__Brief__: Reproduce all of the records below, changing every occurrence of "separated by a space" to "separated by a single space" and leaving everything else unchanged.
— START Exercise materials —
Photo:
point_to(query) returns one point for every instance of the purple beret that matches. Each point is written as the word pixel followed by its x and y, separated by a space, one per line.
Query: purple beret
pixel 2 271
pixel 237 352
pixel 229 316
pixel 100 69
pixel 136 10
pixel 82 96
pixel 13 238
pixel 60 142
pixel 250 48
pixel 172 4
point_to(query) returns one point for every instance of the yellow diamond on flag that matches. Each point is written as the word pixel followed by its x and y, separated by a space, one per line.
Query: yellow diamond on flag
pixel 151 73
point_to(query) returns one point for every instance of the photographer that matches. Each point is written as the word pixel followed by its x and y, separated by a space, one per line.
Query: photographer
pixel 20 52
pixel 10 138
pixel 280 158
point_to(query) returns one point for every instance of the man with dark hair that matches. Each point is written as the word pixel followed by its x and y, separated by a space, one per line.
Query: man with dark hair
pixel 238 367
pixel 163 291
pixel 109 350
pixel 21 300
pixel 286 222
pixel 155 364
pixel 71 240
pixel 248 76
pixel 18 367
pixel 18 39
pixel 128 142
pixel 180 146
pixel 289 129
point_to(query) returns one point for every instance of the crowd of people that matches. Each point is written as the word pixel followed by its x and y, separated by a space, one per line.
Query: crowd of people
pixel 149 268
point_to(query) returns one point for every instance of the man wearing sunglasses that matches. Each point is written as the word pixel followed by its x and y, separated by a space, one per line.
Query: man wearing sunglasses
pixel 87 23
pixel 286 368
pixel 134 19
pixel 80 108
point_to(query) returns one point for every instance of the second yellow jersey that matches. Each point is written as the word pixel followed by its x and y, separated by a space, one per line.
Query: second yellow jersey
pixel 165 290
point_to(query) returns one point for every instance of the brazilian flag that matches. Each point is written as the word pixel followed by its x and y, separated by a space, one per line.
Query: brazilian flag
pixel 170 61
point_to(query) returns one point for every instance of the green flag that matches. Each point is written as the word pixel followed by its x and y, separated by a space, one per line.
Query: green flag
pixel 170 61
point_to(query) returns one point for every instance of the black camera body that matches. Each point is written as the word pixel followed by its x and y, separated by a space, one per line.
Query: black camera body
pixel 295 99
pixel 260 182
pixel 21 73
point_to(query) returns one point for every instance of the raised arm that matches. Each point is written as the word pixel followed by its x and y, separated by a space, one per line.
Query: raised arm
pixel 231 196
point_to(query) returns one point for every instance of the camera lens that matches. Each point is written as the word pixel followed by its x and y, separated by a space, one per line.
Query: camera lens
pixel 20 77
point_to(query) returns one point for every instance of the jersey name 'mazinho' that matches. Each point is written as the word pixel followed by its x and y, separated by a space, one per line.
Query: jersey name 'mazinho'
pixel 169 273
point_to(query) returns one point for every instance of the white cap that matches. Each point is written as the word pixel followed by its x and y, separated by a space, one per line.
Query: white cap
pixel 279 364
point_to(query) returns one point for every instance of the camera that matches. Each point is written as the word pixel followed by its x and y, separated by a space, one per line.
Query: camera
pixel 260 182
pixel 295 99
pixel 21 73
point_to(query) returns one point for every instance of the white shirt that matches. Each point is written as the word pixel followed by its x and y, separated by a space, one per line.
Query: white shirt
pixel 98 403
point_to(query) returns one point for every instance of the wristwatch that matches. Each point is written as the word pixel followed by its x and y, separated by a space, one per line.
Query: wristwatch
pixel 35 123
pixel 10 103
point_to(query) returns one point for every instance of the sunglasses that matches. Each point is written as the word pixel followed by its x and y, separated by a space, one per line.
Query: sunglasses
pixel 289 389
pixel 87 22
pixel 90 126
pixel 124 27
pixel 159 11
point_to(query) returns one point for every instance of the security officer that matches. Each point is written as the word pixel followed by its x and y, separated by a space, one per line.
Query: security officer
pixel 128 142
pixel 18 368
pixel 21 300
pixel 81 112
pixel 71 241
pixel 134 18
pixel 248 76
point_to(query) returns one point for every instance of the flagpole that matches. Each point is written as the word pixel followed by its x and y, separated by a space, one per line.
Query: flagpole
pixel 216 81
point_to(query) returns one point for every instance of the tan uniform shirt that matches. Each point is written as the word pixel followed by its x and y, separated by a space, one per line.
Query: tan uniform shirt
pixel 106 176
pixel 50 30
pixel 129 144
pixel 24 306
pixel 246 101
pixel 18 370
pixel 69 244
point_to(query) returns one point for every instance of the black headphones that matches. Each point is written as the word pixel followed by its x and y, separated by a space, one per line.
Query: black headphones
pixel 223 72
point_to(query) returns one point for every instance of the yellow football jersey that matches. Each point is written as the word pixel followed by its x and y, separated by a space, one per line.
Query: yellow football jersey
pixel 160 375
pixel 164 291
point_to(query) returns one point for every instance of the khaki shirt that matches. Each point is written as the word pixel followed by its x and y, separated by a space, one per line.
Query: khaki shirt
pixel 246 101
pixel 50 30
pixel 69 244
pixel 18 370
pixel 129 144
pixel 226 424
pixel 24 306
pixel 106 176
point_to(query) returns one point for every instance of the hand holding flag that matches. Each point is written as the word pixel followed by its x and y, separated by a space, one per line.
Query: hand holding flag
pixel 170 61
— END Exercise materials —
__Complete output__:
Photo:
point_to(query) returns one point for every instance of the purple beret that matches. Each point is written as the word pixel followed by its x and y, separated by a single space, one per line.
Query: purple beret
pixel 2 271
pixel 237 352
pixel 229 316
pixel 100 69
pixel 136 10
pixel 82 96
pixel 13 238
pixel 60 142
pixel 250 48
pixel 172 4
point_to(query) returns one point for every instance of the yellow diamond on flag that matches. Each point is written as the word pixel followed by its x and y, separated by a single space, one per line.
Query: yellow diamond on flag
pixel 151 73
point_to(query) returns one point for every instance of the photographer that matches. Each point is written as the word pixel followed by its x and y, separated by a single space, one per line.
Query: photographer
pixel 20 52
pixel 10 138
pixel 280 158
point_to(query) returns one point for every instance of the man with dark hair that matches. Each point is written as the word pixel followed by its x and y, separated by a single space, one per line.
Query: man with dark hair
pixel 238 367
pixel 163 291
pixel 109 350
pixel 21 300
pixel 286 222
pixel 155 364
pixel 71 240
pixel 248 76
pixel 18 367
pixel 18 39
pixel 128 142
pixel 180 146
pixel 289 129
point_to(query) returns one point for every instance of the crowd of people that matches. Each point is written as the word pixel followed by its x and y, separated by a single space, one per line.
Query: crowd of people
pixel 149 268
point_to(query) returns one point for every instance of the man wearing sunglasses that matches. Each point is written as the word pixel followed by its x and y, separated by a single space, one per line.
Query: man wearing sunglasses
pixel 87 23
pixel 286 368
pixel 134 19
pixel 80 108
point_to(query) returns one point for every instance of the second yellow jersey that matches. Each point is written as the word pixel followed by its x and y, separated by a single space, one per line.
Query: second yellow jersey
pixel 165 290
point_to(query) returns one point for every instance of the brazilian flag that matches. Each point is written as the word pixel followed by its x and y, separated by a single space, one per line.
Query: brazilian flag
pixel 170 61
point_to(query) returns one point for every instance of the green flag that matches. Each point is written as the word pixel followed by its x and y, separated by a single space, one per line.
Query: green flag
pixel 170 61
point_to(query) returns one point for every instance of the black camera body that matches. Each point is written as the word pixel followed by its x and y, separated by a single space, one per line.
Query: black camera body
pixel 295 99
pixel 260 182
pixel 21 73
point_to(query) returns one point for every instance of the raised arm that matches. Each point is written as the word pixel followed by its x and y, separated by a single space, one per line.
Query: raised arm
pixel 231 196
point_to(query) returns one point for every instance of the camera lens that matches. Each point is written as the word pixel followed by its x and y, separated by a single space, one per line.
Query: camera lens
pixel 20 77
point_to(query) returns one point for every instance of the jersey name 'mazinho' that matches. Each point is written as the word pixel followed by its x and y, separated by a single space, one per line.
Query: jersey name 'mazinho'
pixel 169 273
point_to(query) returns one point for every instance of the white cap that matches. Each point is written as the word pixel followed by its x and y, separated by a single space, one per line.
Query: white cap
pixel 279 364
point_to(query) returns one point for every instance of the camera that matches. Each point is written as the word pixel followed by its x and y, separated by a single space, one per line.
Query: camera
pixel 260 182
pixel 295 99
pixel 21 73
point_to(query) returns one point for every instance of the white shirt that matches. Each point is written as the word pixel followed by its x and y, separated by a single space, one per line.
Query: white shirt
pixel 98 403
point_to(query) returns one point for every instance of the wristwatch that matches. Each point is written as the word pixel followed by its x and y, separated by a single space, one per line.
Query: wristwatch
pixel 35 123
pixel 10 103
point_to(query) returns one point for every instance of the sunglasses that matches. Each point is written as the word pixel followed by its x and y, separated by a single space, one per line.
Query: sunglasses
pixel 289 389
pixel 87 22
pixel 90 126
pixel 124 27
pixel 159 11
point_to(query) returns one point for every instance of the security officer that matches. Each point is written as the word pixel followed by its x and y, separated by a single space, one per line.
Query: security officer
pixel 128 142
pixel 18 368
pixel 21 300
pixel 81 112
pixel 71 241
pixel 134 18
pixel 248 76
point_to(query) returns one point for every instance of the flagpole that matches. Each point is written as the word pixel followed by its x and y, separated by a single space, one per line.
Query: flagpole
pixel 216 81
point_to(query) returns one point for every instance of the tan uniform shirt that matches. Each point is written as the word pixel followed by its x and y, separated by a single space, one per line.
Query: tan uniform shirt
pixel 106 176
pixel 50 30
pixel 129 144
pixel 24 306
pixel 246 101
pixel 18 370
pixel 69 244
point_to(query) returns one point for every instance of the black headphones that matches. Each point is written as the word pixel followed by its x and y, separated by a single space, one per line.
Query: black headphones
pixel 223 72
point_to(query) returns one point for every instance of the yellow football jersey that matches. Each point is written as the word pixel followed by its x and y, separated by a single space, one per line.
Query: yellow football jersey
pixel 160 375
pixel 164 291
point_to(query) returns one point for every instance of the khaki shirt that matches. Each point is written as the word pixel followed by its x and y, separated by a single space, one per line.
Query: khaki shirt
pixel 246 101
pixel 50 30
pixel 69 244
pixel 18 370
pixel 129 144
pixel 226 424
pixel 24 306
pixel 106 176
point_to(query) returns one point for every instance of the hand holding flag that matches. Each point is written as the word pixel followed by its x and y, separated by a single space, one per line.
Query: hand holding flag
pixel 170 61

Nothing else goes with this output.